Transcribe without alteration the portion of the rows below that opens with the line containing "Note: locate the man in" and closes with the line containing "pixel 415 440", including both of those lines.

[Named-object pointing rows]
┄┄┄┄┄┄┄┄┄┄

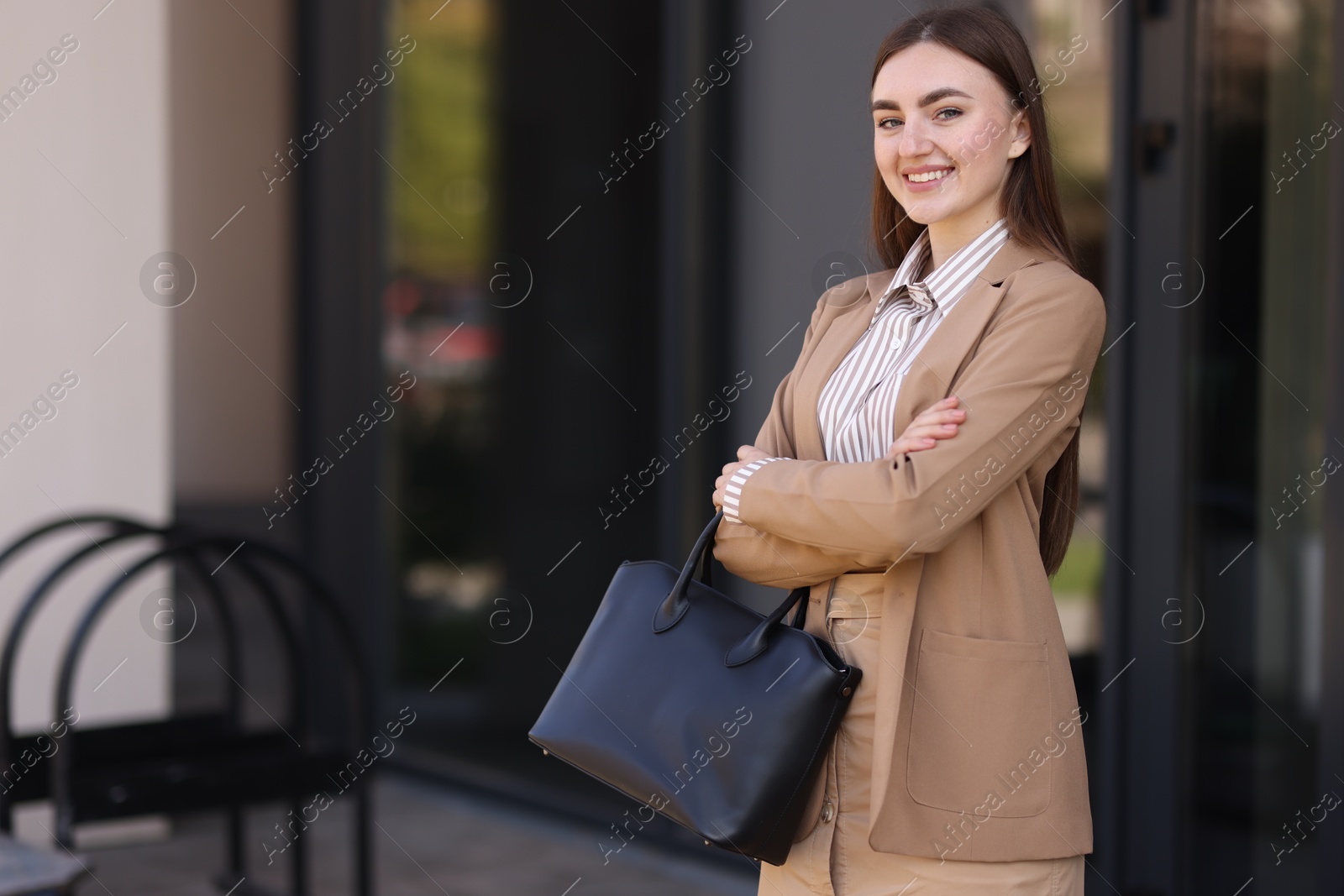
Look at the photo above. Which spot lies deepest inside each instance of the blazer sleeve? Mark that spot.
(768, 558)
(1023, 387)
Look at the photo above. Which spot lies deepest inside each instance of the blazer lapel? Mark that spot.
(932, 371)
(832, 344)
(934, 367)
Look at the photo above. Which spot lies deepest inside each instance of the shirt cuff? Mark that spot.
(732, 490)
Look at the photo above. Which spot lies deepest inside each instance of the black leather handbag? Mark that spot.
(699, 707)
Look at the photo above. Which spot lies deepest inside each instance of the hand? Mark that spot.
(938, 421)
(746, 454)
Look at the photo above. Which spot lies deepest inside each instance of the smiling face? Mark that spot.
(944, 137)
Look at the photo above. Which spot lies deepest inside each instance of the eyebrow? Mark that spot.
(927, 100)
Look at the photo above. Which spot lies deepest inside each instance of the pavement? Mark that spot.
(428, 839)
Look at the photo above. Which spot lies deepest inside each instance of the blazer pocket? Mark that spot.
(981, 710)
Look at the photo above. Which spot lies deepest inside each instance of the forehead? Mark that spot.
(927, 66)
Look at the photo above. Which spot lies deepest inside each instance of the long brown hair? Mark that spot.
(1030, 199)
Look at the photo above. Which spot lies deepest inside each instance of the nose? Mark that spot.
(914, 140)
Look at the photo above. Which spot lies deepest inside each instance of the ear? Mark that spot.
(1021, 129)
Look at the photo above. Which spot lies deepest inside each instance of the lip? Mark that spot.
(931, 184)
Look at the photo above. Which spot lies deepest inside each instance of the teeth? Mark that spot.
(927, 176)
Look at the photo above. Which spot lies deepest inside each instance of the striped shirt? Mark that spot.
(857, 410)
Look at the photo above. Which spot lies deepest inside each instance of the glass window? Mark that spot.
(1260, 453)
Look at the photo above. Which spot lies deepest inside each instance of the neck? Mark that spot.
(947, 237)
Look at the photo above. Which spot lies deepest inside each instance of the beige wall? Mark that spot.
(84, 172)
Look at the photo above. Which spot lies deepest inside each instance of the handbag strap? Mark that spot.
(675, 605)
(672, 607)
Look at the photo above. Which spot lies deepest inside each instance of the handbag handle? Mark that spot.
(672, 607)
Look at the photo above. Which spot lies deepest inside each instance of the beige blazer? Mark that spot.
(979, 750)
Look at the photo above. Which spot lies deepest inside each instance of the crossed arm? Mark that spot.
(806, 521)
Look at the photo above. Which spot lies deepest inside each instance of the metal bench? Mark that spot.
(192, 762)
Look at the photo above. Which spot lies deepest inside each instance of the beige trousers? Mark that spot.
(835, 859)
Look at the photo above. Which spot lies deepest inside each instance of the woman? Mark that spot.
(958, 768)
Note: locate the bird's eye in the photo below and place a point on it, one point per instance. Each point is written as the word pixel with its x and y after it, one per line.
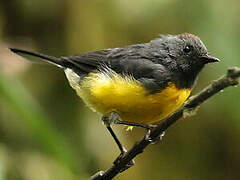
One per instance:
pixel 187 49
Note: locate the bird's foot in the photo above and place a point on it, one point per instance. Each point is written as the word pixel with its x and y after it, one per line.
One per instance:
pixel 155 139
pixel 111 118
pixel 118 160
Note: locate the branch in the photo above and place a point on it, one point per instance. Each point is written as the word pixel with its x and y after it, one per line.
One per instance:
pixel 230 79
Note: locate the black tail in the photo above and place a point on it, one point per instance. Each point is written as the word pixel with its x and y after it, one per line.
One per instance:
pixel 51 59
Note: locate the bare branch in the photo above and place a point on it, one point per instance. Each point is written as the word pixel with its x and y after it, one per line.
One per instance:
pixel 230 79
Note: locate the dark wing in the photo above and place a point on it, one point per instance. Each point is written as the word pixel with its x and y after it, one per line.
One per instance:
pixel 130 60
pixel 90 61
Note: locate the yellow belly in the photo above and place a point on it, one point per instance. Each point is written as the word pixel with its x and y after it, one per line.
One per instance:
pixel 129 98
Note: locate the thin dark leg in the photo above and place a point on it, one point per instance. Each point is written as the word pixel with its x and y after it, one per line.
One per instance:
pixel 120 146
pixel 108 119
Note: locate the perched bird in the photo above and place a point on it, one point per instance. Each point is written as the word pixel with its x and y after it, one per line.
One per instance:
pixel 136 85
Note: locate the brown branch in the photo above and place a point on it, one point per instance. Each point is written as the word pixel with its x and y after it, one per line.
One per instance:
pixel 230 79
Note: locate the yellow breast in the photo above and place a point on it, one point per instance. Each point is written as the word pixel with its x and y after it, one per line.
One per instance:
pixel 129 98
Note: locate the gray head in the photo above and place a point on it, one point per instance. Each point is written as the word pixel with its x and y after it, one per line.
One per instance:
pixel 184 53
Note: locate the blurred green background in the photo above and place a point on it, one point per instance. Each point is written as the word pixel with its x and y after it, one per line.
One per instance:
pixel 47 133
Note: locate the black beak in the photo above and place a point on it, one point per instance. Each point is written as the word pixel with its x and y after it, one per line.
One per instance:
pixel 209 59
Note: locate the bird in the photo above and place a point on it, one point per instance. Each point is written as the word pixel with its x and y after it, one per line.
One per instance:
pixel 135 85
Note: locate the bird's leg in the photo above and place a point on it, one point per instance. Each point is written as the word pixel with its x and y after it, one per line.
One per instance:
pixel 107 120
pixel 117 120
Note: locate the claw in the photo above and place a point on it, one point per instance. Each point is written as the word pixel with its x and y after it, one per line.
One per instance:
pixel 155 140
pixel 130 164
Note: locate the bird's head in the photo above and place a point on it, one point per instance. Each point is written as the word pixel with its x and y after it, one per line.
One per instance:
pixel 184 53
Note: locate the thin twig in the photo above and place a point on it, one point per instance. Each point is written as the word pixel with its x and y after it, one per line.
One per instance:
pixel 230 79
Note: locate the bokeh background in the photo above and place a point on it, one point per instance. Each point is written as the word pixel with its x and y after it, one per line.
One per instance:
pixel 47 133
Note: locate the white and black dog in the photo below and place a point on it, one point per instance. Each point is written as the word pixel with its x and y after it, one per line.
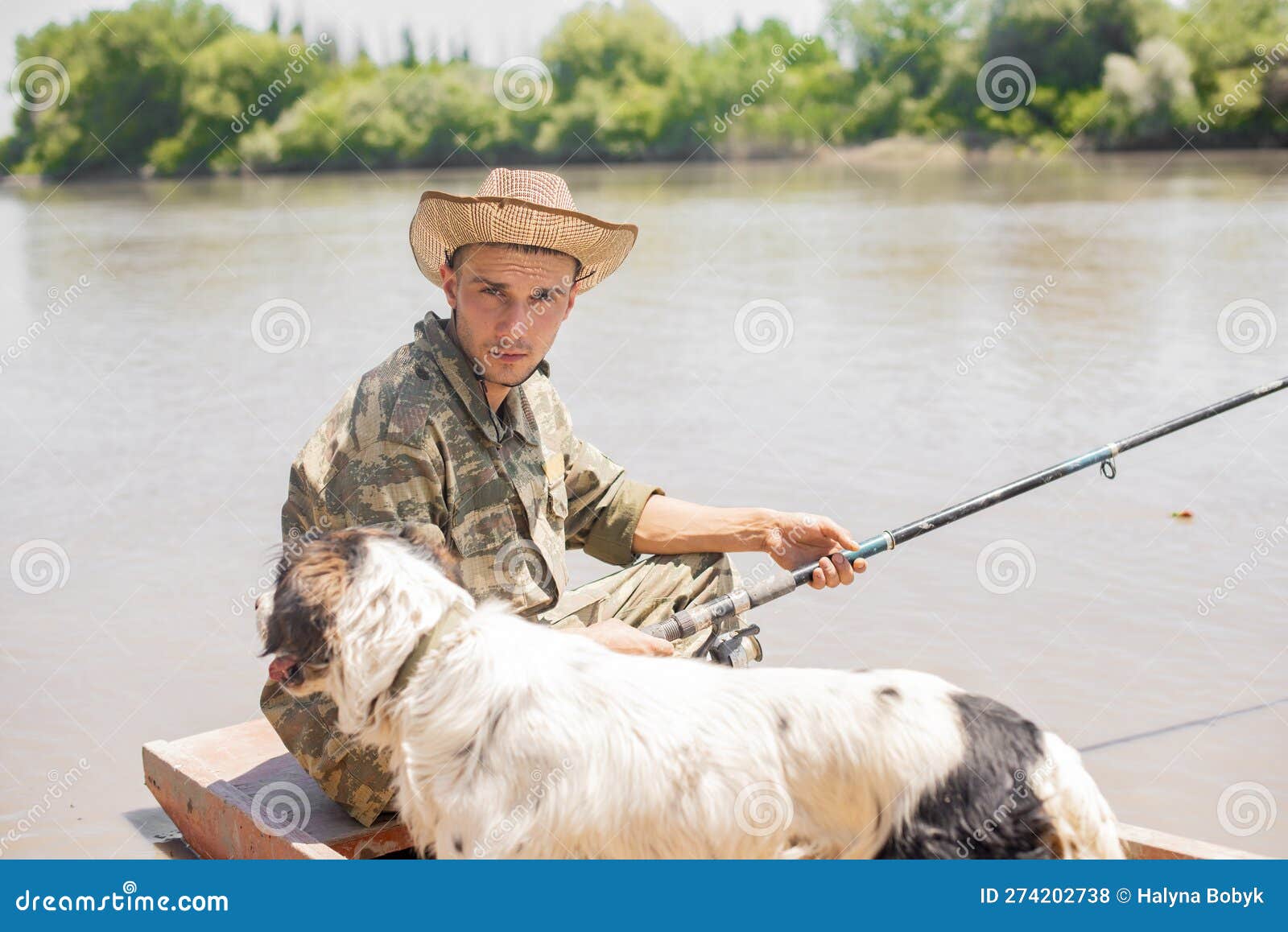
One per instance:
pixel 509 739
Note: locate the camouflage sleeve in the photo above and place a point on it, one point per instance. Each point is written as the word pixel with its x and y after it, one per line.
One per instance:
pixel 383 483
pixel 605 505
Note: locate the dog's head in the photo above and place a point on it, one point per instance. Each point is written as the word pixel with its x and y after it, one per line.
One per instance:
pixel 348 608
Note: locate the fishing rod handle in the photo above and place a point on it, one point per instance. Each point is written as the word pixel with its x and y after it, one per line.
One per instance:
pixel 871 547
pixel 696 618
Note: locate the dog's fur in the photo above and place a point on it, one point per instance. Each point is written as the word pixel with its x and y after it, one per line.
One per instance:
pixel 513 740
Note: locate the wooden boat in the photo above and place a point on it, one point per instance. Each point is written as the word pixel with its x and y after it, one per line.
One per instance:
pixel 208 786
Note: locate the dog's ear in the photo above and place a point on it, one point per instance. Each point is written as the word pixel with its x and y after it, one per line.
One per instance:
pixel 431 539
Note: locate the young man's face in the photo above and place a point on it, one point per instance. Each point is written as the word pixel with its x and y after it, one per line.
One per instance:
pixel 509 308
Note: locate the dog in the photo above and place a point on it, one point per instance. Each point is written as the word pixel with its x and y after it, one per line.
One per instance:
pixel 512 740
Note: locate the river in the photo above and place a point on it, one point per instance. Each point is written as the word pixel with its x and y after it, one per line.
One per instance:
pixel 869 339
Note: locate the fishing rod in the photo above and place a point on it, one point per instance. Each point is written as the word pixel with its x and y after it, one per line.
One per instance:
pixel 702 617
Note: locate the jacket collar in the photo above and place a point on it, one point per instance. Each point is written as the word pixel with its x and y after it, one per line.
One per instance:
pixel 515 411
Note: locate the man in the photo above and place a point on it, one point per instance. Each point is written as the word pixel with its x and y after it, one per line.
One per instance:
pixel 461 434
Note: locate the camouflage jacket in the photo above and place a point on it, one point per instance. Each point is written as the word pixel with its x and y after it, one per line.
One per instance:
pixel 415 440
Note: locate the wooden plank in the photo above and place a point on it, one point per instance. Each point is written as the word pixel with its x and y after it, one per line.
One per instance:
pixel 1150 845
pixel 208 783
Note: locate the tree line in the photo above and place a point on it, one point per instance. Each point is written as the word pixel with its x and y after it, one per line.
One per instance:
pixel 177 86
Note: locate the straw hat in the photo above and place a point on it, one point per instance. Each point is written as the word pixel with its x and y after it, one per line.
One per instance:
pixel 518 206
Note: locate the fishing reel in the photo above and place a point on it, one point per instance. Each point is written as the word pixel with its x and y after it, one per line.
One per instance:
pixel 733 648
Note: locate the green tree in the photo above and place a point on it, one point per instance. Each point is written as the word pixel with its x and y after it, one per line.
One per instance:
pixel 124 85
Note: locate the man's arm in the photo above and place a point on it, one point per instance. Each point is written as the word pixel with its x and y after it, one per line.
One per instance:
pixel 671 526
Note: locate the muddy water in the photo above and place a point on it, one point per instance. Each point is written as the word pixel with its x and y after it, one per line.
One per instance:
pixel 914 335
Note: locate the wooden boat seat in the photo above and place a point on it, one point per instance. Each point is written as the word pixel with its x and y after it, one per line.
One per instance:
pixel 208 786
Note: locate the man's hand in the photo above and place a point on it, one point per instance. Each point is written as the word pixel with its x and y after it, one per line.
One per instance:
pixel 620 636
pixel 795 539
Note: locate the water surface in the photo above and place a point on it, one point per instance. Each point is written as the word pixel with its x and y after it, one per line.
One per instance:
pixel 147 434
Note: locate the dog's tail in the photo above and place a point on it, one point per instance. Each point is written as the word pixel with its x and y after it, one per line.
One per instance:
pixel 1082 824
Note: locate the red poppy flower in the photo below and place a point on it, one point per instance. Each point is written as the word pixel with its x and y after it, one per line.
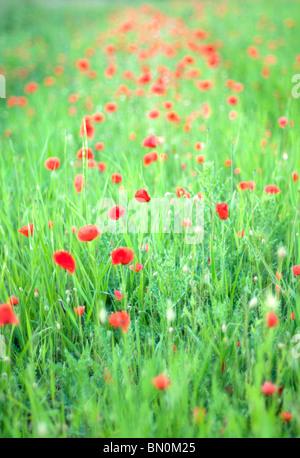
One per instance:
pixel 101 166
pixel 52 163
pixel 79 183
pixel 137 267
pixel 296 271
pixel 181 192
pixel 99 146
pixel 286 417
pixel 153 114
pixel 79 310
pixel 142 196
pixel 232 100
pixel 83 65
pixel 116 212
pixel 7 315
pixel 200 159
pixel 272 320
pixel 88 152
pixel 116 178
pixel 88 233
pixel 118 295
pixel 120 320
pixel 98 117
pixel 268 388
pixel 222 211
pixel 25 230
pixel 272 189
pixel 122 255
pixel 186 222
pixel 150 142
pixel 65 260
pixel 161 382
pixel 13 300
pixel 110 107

┄┄┄┄┄┄┄┄┄┄

* **FINAL RESULT**
Note: locate the man in the photo above and place a point on it, one point per instance. Each point is written as the word pixel with its x and y after it, one per line.
One per instance:
pixel 461 434
Note: locate the camouflage jacket in the photo above and place a point on it, one point per instance. Each point is written as the word pixel with its x and y after it, one per line.
One per instance:
pixel 415 440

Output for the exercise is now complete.